**WHAT TO WORK ON**
Copy out again, unchanged, the line that contains "If you could identify the gray" and every line after it down to the last line of the data.

**DATA RECORDS**
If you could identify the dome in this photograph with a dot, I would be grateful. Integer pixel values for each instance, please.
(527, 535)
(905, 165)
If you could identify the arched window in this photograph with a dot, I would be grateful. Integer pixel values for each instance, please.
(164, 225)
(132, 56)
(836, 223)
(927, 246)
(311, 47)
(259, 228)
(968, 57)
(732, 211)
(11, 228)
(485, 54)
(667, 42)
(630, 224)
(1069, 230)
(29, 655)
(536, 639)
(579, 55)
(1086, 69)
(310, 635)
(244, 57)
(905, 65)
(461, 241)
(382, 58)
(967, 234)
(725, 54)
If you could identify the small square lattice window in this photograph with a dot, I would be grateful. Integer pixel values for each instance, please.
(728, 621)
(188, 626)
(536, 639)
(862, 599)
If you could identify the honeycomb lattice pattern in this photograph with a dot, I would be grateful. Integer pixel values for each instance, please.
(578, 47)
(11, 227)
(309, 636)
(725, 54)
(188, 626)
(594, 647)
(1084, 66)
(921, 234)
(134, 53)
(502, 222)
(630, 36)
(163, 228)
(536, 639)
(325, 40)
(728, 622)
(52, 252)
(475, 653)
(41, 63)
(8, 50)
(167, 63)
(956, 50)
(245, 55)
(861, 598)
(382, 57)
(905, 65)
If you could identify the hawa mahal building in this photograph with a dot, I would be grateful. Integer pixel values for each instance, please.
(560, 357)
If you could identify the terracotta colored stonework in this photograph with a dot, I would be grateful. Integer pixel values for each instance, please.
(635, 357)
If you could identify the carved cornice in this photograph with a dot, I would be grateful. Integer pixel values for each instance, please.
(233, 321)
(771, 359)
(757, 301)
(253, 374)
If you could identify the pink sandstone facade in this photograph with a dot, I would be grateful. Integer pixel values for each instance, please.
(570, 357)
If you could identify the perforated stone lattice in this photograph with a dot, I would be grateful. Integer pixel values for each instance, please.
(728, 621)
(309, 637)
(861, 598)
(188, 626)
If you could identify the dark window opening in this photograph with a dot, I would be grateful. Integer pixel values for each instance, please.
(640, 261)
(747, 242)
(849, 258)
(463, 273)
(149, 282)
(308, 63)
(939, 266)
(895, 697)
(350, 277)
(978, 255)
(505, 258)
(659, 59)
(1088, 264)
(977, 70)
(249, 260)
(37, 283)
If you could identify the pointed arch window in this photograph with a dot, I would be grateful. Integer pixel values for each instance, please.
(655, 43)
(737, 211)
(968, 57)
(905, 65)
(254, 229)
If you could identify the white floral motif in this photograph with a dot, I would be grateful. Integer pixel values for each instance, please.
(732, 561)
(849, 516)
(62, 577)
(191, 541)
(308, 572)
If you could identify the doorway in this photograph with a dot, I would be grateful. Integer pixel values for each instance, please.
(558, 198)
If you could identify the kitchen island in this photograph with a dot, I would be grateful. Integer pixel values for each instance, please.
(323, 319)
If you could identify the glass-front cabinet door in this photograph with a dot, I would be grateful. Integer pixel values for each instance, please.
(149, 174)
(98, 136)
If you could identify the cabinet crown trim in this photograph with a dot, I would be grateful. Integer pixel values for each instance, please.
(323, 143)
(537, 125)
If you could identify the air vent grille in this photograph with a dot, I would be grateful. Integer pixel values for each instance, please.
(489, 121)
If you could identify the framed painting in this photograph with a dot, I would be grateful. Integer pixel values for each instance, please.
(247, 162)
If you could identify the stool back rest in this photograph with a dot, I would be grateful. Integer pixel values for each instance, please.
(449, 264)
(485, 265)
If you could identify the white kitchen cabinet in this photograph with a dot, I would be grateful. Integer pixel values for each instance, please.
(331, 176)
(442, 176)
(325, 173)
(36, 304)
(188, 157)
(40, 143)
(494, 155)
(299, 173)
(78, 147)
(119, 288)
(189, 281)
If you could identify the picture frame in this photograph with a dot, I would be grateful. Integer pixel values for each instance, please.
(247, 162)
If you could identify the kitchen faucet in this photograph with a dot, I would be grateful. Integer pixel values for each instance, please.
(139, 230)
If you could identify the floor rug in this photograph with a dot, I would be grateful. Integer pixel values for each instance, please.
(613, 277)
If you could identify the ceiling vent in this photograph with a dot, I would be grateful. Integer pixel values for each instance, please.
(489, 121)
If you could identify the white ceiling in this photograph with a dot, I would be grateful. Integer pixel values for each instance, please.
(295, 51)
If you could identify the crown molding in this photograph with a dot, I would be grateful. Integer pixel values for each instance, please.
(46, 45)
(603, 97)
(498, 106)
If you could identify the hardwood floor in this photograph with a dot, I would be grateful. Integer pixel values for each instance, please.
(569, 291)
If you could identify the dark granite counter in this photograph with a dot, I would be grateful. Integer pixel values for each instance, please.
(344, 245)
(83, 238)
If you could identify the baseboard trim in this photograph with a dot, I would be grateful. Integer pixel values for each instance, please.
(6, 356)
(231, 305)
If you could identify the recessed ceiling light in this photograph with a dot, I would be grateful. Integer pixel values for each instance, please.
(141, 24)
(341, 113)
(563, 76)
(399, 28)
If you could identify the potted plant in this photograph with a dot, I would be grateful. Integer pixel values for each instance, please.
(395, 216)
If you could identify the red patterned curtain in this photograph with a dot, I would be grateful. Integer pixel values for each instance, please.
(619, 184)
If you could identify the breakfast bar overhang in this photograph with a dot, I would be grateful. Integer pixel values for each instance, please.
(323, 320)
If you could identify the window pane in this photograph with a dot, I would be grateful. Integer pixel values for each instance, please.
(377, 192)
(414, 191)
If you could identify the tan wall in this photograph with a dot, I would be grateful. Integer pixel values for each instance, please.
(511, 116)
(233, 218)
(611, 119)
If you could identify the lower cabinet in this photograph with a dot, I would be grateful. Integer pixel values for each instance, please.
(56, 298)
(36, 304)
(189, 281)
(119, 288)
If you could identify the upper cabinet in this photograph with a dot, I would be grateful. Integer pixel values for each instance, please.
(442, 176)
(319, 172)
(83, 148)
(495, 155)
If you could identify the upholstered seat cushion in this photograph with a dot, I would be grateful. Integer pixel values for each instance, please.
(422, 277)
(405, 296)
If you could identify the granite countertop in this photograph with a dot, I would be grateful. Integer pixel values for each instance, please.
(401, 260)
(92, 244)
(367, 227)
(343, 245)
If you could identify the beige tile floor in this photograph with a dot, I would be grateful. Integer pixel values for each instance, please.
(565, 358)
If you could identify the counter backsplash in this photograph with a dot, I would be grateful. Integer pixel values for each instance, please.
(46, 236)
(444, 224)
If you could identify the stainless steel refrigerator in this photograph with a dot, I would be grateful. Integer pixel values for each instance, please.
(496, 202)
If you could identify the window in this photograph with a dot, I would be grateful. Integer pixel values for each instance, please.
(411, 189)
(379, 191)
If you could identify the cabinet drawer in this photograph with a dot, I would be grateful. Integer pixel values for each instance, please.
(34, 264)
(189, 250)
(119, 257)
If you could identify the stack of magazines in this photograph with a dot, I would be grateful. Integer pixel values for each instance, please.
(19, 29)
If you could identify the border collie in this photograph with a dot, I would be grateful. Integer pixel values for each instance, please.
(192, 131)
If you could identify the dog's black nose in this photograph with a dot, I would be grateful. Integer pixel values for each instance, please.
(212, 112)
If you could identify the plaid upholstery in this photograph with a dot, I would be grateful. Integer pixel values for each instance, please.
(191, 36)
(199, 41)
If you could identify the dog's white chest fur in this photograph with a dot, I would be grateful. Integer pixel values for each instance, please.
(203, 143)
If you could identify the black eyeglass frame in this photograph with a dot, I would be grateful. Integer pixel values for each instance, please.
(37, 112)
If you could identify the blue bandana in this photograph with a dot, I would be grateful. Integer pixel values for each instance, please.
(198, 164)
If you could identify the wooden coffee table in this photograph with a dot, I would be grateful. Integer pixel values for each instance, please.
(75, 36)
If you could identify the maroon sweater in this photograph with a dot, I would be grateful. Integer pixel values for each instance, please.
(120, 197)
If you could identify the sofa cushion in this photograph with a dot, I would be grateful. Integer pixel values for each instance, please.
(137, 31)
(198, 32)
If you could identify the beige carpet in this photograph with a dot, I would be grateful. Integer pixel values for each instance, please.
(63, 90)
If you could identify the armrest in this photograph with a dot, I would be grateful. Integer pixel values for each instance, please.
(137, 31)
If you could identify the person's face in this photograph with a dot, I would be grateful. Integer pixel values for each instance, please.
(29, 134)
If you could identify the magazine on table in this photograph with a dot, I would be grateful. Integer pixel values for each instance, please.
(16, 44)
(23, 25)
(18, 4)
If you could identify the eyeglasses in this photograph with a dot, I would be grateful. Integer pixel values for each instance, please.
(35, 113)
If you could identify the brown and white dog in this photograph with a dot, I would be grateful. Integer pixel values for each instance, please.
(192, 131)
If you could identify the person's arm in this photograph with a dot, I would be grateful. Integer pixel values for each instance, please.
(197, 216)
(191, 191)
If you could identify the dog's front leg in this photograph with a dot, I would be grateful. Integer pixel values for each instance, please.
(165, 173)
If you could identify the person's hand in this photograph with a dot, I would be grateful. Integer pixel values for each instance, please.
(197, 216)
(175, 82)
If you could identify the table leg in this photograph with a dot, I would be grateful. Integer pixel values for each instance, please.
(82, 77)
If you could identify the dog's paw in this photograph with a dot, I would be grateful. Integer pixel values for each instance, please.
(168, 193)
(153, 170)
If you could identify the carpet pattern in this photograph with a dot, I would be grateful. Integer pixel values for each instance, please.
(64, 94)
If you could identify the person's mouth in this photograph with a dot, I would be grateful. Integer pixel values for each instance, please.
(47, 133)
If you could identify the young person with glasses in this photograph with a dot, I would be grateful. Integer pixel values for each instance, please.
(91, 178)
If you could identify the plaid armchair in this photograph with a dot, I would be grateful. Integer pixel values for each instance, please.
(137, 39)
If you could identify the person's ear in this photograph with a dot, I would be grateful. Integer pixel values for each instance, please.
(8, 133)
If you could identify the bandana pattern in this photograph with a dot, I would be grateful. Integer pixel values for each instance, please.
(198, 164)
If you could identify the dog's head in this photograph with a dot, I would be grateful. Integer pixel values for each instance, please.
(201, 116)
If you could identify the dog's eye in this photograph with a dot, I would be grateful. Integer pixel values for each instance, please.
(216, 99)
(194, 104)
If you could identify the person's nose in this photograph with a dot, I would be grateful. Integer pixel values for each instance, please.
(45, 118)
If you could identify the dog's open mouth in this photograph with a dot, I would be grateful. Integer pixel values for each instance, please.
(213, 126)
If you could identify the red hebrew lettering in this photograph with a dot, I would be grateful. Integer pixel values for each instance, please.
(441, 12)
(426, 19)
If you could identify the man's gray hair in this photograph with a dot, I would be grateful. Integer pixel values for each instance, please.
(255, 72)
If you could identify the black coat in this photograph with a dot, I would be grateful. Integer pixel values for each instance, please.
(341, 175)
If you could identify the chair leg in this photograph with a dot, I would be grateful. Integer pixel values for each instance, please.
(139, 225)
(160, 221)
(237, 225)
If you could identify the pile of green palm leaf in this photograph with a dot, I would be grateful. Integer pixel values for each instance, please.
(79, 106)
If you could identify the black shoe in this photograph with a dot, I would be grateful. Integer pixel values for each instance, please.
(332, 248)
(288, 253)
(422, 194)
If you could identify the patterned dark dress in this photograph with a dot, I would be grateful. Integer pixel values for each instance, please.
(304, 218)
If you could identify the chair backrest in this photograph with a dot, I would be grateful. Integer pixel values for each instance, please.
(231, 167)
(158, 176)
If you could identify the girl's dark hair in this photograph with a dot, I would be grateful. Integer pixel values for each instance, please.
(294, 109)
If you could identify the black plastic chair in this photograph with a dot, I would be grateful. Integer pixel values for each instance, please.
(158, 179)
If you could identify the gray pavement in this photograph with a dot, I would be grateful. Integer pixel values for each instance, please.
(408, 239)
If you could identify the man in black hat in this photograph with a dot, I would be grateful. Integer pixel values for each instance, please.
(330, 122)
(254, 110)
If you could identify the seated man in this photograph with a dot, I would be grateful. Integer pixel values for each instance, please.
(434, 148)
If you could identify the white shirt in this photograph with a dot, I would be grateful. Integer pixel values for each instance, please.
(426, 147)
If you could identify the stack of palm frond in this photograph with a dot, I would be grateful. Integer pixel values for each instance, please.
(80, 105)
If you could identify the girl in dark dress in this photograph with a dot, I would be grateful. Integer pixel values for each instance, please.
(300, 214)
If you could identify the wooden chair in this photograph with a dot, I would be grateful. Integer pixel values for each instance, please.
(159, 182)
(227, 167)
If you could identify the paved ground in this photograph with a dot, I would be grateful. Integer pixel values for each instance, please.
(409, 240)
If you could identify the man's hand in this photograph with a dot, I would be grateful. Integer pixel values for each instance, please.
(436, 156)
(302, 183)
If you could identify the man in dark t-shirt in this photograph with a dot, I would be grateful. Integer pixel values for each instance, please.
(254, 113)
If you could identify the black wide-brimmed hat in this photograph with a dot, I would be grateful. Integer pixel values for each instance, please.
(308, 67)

**TASK RESPONSE**
If you could identify the gray pavement in this photograph with a dot, I would be grateful. Integer pixel values for each instance, please.
(408, 239)
If you could identify the man in black hat in this photograph with a dot, I would be grateful. Integer pixel values for each instance, please.
(330, 122)
(254, 110)
If you could identify the seated man in this photograph with a dot, I would be grateful. Integer pixel values for each instance, please.
(434, 148)
If you could identify the white shirt in this photograph with a dot, I would be grateful. Integer pixel values for each instance, please.
(426, 147)
If you could identify the stack of palm frond in this photograph with a dot, I would be grateful. Integer pixel values for each instance, please.
(80, 105)
If you could identify the girl in dark dress in this photograph with a dot, I would be grateful. Integer pixel values for each instance, please.
(300, 214)
If you could identify the wooden chair in this photograph with a dot, I would be grateful. Integer pixel values for each instance, please.
(159, 182)
(227, 167)
If you could identify the paved ground in this photograph with a dot, I would be grateful. Integer pixel values for each instance, please.
(409, 240)
If you could identify the man's hand in this photograph with a dot, I would be grateful. Integer pixel values for each instance, please.
(436, 156)
(302, 183)
If you could identify the man in dark t-shirt in this photograph with a dot, I would be grateful. Integer pixel values for each instance, please.
(254, 113)
If you could identify the black wide-brimmed hat in this photograph with a dot, I would be grateful. Integer pixel values for each instance, please.
(308, 67)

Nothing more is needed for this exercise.